● **TASK GOAL**
The full set of entries below is to be returned unchanged.

════════════════

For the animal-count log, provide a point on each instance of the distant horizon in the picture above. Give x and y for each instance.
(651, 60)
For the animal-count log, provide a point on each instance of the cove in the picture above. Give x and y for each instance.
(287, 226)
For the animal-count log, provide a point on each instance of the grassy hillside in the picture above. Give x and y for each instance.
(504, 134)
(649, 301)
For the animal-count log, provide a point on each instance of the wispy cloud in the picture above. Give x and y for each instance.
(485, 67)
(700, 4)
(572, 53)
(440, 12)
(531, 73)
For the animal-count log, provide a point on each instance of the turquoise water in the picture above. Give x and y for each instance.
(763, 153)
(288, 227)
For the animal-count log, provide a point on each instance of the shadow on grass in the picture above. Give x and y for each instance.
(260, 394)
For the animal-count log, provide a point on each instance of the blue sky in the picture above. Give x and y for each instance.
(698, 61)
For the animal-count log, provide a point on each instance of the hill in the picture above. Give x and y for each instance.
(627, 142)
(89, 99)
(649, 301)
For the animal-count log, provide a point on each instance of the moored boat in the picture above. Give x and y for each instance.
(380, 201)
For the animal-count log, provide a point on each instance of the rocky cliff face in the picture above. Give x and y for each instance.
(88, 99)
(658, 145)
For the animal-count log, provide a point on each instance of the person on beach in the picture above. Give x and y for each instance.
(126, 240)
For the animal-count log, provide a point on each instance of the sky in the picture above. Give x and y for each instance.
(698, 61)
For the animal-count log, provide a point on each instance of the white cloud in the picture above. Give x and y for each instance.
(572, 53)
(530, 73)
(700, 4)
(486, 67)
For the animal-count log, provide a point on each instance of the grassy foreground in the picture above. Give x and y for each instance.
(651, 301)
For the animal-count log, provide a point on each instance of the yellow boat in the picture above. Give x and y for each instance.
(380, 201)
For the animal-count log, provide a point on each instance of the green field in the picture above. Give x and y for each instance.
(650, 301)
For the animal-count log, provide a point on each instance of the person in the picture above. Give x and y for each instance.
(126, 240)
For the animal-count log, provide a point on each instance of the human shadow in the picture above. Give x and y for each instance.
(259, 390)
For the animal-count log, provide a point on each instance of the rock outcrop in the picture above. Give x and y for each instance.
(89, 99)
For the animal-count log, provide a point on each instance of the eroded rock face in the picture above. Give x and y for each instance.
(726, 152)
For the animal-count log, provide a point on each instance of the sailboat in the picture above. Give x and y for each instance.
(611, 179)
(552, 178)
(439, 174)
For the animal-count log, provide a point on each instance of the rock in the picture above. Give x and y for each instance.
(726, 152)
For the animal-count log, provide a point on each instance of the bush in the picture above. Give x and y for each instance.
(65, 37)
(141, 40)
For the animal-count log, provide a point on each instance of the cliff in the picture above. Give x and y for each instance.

════════════════

● **YOUR RESPONSE**
For the animal-count log, provide a point on each instance of the distant horizon in the picture above. Give x and y for each instance.
(651, 60)
For the animal-count log, provide a point on each instance of the cove in the picture above. Give x and y for each instance.
(287, 226)
For the animal-count log, provide a point on each instance of the grassy hillside in the picture above. Give x and y for each instance.
(504, 134)
(649, 301)
For the animal-count log, provide a point on each instance of the wispy cloud in the picture above. Give x and y for each instance.
(485, 67)
(700, 4)
(572, 53)
(440, 12)
(531, 73)
For the animal-count log, provide a point on each instance of the turquoise water in the picture above. Give x and y for each instance.
(763, 153)
(288, 227)
For the animal-count log, provide a point on each instance of the shadow on grass in the picture above. Give x and y for each instance.
(260, 394)
For the animal-count log, provide a point on each instance of the blue sky in the picture above. Give x and y for each instance.
(698, 61)
For the animal-count log, provide a point on each instance of the hill in the picture above. Give x and y for each instance.
(627, 142)
(89, 99)
(649, 301)
For the animal-count log, provide a point on each instance of the moored boat in the picture above. Give x and y for each instance.
(380, 201)
For the animal-count log, provide a point on each instance of the rocky cliff face in the picture above. Give x and y for each instance.
(88, 99)
(658, 145)
For the animal-count log, provide a point on each instance of the person on beach in the picture above. Give x and y for each instance.
(126, 240)
For the animal-count log, provide a point on each instance of the sky in the picture above. Give x and y for each instance.
(698, 61)
For the animal-count log, provide a point on each instance of the white cloud in the picture above. Give x and y for each instance.
(572, 53)
(530, 73)
(700, 4)
(486, 67)
For the animal-count log, provide a point on each instance of the grassy foreground in the picture above. Give x and y for each instance.
(651, 301)
For the animal-count log, provide a point on each instance of the yellow boat in the picture above. Give x and y for each instance.
(380, 201)
For the animal-count log, provide a point on each instance of the green field in the picture above. Give x and y for each instance.
(650, 301)
For the animal-count log, provide a point on each instance of the person in the picture above. Give x and y for each instance.
(126, 240)
For the animal-count log, provide a point on each instance of the human shadow in the picture above. Give x and y for each instance.
(259, 390)
For the animal-count log, provide a point on each instance of the rock outcrop in the picture above. Give x and y for each instance.
(89, 99)
For the animal-count log, provide a point on each instance of the eroded rock face in the picture above. Give x and y for each instance.
(726, 152)
For the animal-count log, provide a point on each instance of the sailboat in the picture above. Give x and y for each instance.
(611, 179)
(552, 178)
(439, 174)
For the animal-count log, provide a point on each instance of the rock in the picture above. Give x and y for each instance.
(726, 152)
For the animal-count log, provide a point on each instance of the bush in the picture above. Give x and y for each instance.
(65, 37)
(141, 40)
For the animal-count log, provide a point on each instance of the cliff in the picture above. Give x and y for each instance.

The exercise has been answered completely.